Reproduce the data below word for word. Begin with the line that contains "of the mossy" and continue through the last line of the data.

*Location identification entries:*
○ ○ ○

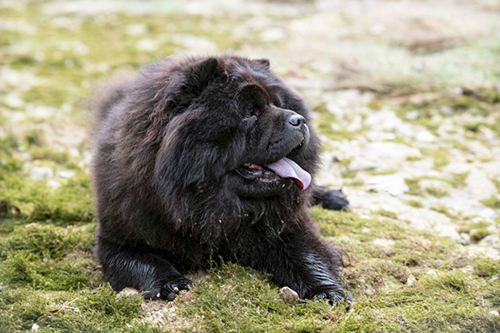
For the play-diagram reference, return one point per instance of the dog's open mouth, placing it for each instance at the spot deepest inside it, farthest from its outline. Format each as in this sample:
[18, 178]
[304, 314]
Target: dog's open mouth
[283, 168]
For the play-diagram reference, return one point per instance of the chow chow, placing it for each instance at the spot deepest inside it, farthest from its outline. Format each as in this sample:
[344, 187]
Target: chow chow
[201, 158]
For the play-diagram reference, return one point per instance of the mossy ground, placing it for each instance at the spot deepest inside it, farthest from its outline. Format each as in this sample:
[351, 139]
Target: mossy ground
[402, 279]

○ ○ ○

*Response to this exercise:*
For the play-diagram reference, return one point per instance of the mossy ground, placing it for each instance at the spot deepest inside it, farthest from its outline. Format each as in this sample:
[351, 139]
Target: mossy ground
[402, 279]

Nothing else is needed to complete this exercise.